**What needs to be done:**
Could you retype, exactly as written, every line from the top of the records through the line that contains "example = [(706, 372)]"?

**Stored data entries:**
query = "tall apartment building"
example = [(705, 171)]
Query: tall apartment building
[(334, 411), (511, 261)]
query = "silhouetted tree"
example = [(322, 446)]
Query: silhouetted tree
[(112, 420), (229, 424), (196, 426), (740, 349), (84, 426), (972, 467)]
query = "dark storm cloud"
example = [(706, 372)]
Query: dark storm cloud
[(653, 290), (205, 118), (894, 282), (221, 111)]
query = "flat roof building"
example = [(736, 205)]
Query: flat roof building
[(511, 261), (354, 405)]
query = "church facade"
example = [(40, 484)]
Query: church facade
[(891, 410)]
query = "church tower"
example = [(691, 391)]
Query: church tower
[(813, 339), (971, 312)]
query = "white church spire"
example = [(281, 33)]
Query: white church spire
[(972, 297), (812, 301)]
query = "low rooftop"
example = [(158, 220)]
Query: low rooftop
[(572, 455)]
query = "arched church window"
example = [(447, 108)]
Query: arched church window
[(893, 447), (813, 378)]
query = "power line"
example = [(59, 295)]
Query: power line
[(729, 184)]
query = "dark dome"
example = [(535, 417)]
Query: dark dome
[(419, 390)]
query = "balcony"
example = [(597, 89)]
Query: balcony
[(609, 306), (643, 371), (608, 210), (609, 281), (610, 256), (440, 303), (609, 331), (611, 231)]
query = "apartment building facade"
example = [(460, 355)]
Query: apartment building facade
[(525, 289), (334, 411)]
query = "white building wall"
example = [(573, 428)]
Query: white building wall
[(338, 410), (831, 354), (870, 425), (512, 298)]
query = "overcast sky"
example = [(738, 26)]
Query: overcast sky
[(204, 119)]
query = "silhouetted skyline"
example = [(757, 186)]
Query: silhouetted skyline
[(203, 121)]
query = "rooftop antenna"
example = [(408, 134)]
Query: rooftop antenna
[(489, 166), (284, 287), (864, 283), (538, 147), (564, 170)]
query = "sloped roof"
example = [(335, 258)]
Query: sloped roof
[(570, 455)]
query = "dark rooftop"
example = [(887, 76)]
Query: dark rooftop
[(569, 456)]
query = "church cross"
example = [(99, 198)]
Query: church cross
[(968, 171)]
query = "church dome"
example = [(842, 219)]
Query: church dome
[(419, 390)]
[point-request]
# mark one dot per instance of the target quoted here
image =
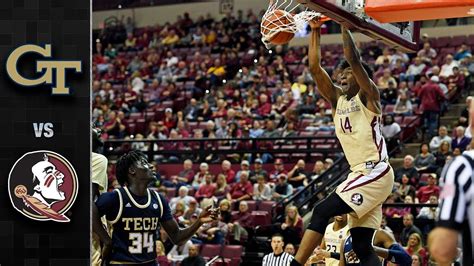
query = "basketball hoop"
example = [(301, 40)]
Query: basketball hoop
[(288, 7)]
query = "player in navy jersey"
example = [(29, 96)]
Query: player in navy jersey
[(135, 211)]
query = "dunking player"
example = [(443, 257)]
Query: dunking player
[(357, 114), (135, 212)]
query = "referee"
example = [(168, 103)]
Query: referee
[(278, 257), (457, 209)]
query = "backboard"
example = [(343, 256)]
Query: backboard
[(351, 13)]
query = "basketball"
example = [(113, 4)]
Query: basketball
[(273, 22)]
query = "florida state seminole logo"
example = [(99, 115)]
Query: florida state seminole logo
[(43, 186)]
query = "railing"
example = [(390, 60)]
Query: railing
[(288, 147), (320, 187)]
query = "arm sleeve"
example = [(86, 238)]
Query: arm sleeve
[(108, 204), (453, 197), (166, 210)]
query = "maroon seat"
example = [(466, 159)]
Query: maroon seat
[(261, 218), (209, 251), (266, 206), (234, 253), (389, 108)]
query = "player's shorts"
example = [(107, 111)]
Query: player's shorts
[(364, 191)]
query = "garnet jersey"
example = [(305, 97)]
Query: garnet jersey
[(359, 131)]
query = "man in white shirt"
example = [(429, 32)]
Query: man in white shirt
[(447, 68)]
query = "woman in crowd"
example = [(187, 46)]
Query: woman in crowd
[(261, 190), (425, 162)]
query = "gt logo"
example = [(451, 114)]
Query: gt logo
[(46, 66)]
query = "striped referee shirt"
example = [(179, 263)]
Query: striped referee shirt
[(457, 201), (283, 259)]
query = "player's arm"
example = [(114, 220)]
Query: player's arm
[(179, 236), (324, 83), (368, 89)]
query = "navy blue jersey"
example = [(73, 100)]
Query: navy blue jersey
[(134, 222)]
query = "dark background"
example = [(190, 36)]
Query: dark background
[(65, 24)]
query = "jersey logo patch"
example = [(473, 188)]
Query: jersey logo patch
[(43, 186), (357, 199)]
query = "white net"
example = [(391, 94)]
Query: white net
[(280, 17)]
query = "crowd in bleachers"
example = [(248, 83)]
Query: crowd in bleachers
[(214, 79)]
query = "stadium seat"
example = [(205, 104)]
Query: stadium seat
[(261, 218), (266, 206), (234, 253)]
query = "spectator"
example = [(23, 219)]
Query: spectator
[(297, 177), (318, 169), (447, 68), (415, 70), (187, 174), (214, 232), (415, 247), (385, 79), (179, 210), (182, 196), (409, 228), (405, 189), (460, 141), (429, 212), (199, 176), (114, 126), (442, 136), (416, 260), (241, 221), (258, 170), (261, 190), (442, 154), (278, 256), (403, 105), (390, 132), (171, 39), (328, 163), (222, 189), (192, 210), (463, 52), (407, 169), (225, 208), (279, 169), (292, 228), (194, 259), (464, 116), (431, 98), (242, 190), (161, 258), (207, 189), (227, 171), (244, 166), (282, 189), (427, 53), (431, 189)]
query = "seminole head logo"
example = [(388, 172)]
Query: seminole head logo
[(43, 186)]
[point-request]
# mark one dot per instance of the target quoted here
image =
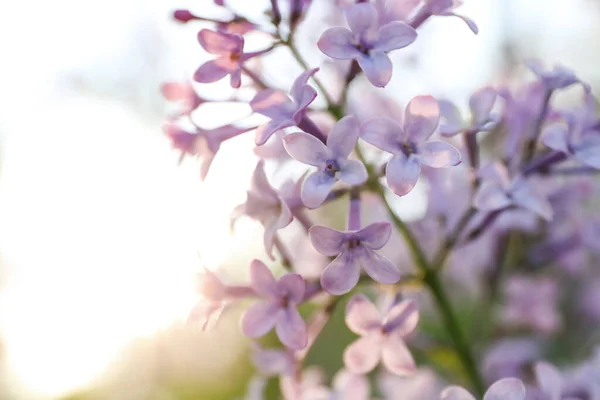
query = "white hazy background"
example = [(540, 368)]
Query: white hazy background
[(100, 230)]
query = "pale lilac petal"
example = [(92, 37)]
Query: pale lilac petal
[(438, 154), (481, 103), (220, 43), (402, 174), (259, 319), (394, 35), (422, 116), (362, 316), (343, 137), (396, 357), (377, 67), (506, 389), (262, 280), (306, 148), (556, 136), (588, 150), (456, 393), (210, 71), (352, 172), (491, 197), (362, 355), (375, 235), (291, 329), (383, 133), (549, 380), (361, 17), (402, 319), (526, 196), (300, 83), (341, 275), (327, 241), (379, 268), (291, 286), (315, 189), (451, 121), (338, 43)]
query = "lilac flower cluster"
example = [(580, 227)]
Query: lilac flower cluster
[(511, 222)]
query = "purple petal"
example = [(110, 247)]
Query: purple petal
[(315, 189), (402, 174), (341, 275), (259, 319), (210, 71), (402, 319), (526, 196), (394, 35), (422, 116), (456, 393), (481, 103), (396, 357), (362, 355), (548, 379), (219, 43), (300, 83), (362, 316), (451, 120), (377, 67), (588, 150), (352, 172), (506, 389), (291, 286), (343, 137), (383, 133), (490, 197), (361, 17), (306, 148), (273, 103), (379, 268), (327, 241), (291, 329), (262, 280), (338, 43), (375, 235), (438, 154), (556, 136)]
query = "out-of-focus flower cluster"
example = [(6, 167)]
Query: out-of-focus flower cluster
[(511, 221)]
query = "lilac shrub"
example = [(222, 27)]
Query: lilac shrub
[(479, 295)]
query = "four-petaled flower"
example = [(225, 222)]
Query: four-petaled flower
[(331, 159), (480, 103), (354, 249), (265, 205), (382, 337), (283, 112), (409, 144), (367, 42), (277, 308), (498, 192), (230, 51)]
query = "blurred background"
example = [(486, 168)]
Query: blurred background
[(102, 233)]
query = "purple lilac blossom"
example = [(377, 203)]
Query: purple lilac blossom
[(482, 119), (367, 42), (409, 144), (331, 160), (265, 205), (277, 307), (381, 337), (504, 389), (354, 250), (282, 111), (499, 192)]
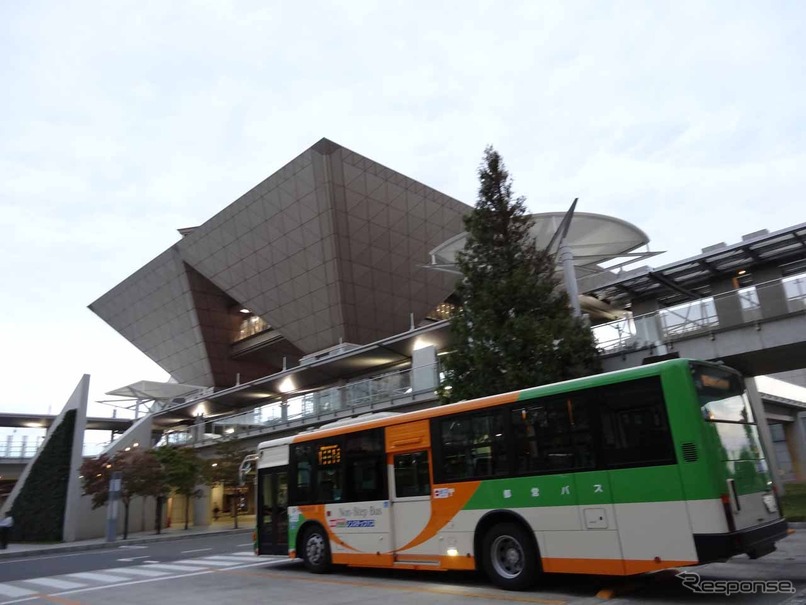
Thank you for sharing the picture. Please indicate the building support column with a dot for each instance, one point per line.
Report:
(201, 506)
(796, 441)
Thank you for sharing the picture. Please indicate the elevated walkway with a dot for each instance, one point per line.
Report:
(759, 330)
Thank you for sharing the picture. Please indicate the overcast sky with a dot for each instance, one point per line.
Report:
(123, 121)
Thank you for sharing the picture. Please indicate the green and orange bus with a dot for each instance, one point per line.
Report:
(620, 473)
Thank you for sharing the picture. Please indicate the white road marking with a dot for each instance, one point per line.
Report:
(137, 571)
(96, 577)
(54, 583)
(13, 591)
(171, 567)
(205, 563)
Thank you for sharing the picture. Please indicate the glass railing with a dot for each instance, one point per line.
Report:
(730, 309)
(372, 394)
(20, 448)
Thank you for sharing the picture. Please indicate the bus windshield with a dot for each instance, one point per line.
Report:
(722, 395)
(725, 406)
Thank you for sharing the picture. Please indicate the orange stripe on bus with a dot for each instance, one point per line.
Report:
(608, 567)
(432, 562)
(316, 512)
(443, 510)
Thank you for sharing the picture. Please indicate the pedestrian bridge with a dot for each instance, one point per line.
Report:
(759, 329)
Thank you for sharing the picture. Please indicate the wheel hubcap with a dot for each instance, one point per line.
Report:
(315, 549)
(507, 556)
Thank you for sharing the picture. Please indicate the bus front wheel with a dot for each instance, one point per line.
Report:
(510, 558)
(316, 550)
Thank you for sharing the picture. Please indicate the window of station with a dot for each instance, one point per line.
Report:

**Task output:**
query = "tall apartment building"
example = [(705, 171)]
Query: tall apartment building
[(334, 411), (511, 261)]
query = "silhouetted tree"
example = [(322, 446)]
Query: silhouetted tree
[(112, 420), (229, 424), (196, 426), (740, 349), (84, 426), (972, 467)]
query = "dark storm cloud"
example = [(706, 372)]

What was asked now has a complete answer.